Tichys Einblick
Mut zu moralischem Anspruch

Der Westen braucht ein neues Selbstbewusstsein

Die These Fukuyamas, man habe mit dem Ende des Kalten Krieges das „Ende der Geschichte“ erreicht, hat sich als unwahr erwiesen. Doch der Westen hat noch kein Bewusstsein dafür entwickelt, wie er in „neuen“ historischen Zeiten bestehen kann.

imago Images/UPI Photos

Selbstkritik und Selbstreflexion sind gute und wichtige Eigenschaften. Sie sind blinder Selbstbeweihräucherung eindeutig vorzuziehen. Zu weit getrieben aber hat es damit „der Westen“, jener in der europäischen Geistesgeschichte wurzelnde, mittlerweile von US-amerikanischer Hegemonie entscheidend geprägte Kulturraum.

Sicher: Ein Blick in die Geschichtsbücher bewahrt davor, diesen Westen zu glorifizieren. Regelmäßig hat er aus seinem religiösen und geistesgeschichtlichen Erbe Werte abgeleitet, hinter denen er zuweilen dramatisch zurückgeblieben ist. Schwer wiegt das Versagen, wenn vermeintlich dem Guten dienende Taten Böses hervorgebracht haben, noch schlimmer, wenn unter dem Vorwand, Werte zu verteidigen, Heuchelei herrschte, wenn Ungerechtigkeiten, Kriegsverbrechen und Greueltaten begangen wurden.

Was jedoch in dieser Betrachtungsweise allzu gern vergessen wird: Immerhin hatte der Westen Werte, die sich aus der Annahme eines absolut Guten, Wahren und Schönen ergaben. Nie glaubte man im Westen etwa, dass Freiheit oder Gerechtigkeit anzustreben seien, weil man diesen Parametern aus der eigenen Geschichte und Tradition heraus nun einmal einen Wert beimaß. Nein: Freiheit und Gerechtigkeit waren und sind anzustreben, weil sie dem Guten entsprechen. Und das wiederum bedeutet, dass sie überall implementiert werden müssen, wo es nur möglich ist – kurz: Sie gelten universal.

### [Schriftliche Aufgabe 1]
Stimmen die folgenden Aussagen mit dem Text über das Selbstbewusstsein des Westens überein? Beantworte jede mit Ja oder Nein und zitiere die entscheidenden Worte wörtlich: (a) Fukuyamas These hat sich als zutreffend erwiesen. (b) Selbstkritik ist blinder Selbstbeweihräucherung vorzuziehen. (c) Freiheit und Gerechtigkeit sind anzustreben, weil sie dem Guten entsprechen.

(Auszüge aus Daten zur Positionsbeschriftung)
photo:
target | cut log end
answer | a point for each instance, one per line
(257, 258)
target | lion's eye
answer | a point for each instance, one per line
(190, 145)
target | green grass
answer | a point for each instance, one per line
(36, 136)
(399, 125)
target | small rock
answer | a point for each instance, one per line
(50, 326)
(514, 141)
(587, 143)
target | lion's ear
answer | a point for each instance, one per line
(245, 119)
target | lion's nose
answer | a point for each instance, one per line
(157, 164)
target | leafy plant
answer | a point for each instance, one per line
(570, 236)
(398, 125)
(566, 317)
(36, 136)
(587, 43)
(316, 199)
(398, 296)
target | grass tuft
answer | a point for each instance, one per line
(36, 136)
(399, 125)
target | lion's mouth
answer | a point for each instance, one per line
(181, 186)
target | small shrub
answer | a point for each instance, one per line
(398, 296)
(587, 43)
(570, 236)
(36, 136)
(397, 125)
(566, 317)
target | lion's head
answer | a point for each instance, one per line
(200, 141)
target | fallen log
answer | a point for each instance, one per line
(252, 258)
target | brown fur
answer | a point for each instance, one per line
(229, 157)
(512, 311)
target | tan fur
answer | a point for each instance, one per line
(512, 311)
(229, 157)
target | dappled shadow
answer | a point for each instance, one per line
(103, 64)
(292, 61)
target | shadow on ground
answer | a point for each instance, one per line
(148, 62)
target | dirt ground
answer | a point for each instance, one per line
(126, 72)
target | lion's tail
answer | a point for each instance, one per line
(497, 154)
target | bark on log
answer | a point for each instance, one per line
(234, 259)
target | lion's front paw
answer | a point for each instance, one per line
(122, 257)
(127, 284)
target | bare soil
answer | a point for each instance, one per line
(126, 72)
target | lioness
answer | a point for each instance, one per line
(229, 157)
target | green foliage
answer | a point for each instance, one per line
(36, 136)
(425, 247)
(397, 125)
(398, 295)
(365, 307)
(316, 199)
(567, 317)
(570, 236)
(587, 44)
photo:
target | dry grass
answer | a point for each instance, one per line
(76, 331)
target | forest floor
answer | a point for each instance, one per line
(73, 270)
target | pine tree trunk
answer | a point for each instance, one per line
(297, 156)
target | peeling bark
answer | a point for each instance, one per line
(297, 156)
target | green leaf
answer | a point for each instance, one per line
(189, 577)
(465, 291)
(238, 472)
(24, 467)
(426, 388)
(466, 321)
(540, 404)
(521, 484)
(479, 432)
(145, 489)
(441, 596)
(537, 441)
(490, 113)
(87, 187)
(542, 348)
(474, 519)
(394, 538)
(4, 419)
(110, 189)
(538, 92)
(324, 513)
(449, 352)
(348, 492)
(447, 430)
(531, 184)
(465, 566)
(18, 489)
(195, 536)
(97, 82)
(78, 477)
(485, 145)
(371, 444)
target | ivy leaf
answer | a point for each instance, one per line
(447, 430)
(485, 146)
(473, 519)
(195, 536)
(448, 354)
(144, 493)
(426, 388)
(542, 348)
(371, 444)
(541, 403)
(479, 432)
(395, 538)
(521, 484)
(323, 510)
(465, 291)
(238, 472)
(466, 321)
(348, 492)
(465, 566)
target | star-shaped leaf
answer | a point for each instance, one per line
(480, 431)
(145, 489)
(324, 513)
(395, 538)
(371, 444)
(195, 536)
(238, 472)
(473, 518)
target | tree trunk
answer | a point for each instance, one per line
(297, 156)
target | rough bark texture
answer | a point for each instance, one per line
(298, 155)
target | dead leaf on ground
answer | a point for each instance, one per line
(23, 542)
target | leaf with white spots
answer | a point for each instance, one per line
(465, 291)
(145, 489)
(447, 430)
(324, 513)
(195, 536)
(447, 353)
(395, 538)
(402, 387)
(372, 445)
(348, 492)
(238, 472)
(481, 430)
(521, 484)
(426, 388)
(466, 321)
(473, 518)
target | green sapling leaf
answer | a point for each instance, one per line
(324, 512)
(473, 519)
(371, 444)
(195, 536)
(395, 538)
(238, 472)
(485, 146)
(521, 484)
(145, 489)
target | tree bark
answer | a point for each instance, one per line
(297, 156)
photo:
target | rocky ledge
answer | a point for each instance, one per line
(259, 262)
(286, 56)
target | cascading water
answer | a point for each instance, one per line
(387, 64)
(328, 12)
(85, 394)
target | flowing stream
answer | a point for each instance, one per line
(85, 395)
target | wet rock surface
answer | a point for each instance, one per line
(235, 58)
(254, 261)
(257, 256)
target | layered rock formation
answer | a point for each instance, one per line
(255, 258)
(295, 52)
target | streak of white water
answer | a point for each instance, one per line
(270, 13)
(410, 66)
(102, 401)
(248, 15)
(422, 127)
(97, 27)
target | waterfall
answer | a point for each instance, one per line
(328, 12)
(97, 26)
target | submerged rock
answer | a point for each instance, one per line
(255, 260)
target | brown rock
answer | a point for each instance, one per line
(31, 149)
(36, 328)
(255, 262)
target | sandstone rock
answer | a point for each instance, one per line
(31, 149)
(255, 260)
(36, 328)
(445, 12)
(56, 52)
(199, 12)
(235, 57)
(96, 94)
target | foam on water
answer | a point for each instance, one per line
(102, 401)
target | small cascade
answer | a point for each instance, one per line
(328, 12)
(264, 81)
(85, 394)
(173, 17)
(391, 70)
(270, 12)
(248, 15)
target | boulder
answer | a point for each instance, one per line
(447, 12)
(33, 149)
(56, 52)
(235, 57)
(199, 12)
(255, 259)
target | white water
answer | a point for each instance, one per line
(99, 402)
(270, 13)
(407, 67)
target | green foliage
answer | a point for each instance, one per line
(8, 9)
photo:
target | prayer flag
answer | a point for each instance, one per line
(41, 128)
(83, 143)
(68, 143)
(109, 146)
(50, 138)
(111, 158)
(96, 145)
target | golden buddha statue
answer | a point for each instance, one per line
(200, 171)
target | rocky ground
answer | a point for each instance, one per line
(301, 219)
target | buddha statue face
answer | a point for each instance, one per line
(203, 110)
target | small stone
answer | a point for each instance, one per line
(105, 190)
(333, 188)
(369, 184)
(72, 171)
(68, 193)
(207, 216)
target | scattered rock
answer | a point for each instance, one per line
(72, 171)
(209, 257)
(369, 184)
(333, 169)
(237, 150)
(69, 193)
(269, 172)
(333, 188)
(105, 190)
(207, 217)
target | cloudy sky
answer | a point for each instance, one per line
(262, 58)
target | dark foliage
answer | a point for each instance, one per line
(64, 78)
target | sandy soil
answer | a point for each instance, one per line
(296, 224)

### [Schriftliche Aufgabe 2]
Welche Zeilen der Einträge enthalten die Zeichenfolge „buddha“? Gib jede solche Zeile wieder und beachte dabei die Groß- und Kleinschreibung.

### [Antwort 1]
(a) Nein: „hat sich als unwahr erwiesen“
(b) Ja: „Sie sind blinder Selbstbeweihräucherung eindeutig vorzuziehen.“
(c) Ja: „Freiheit und Gerechtigkeit waren und sind anzustreben, weil sie dem Guten entsprechen.“

### [Antwort 2]
target | golden buddha statue
target | buddha statue face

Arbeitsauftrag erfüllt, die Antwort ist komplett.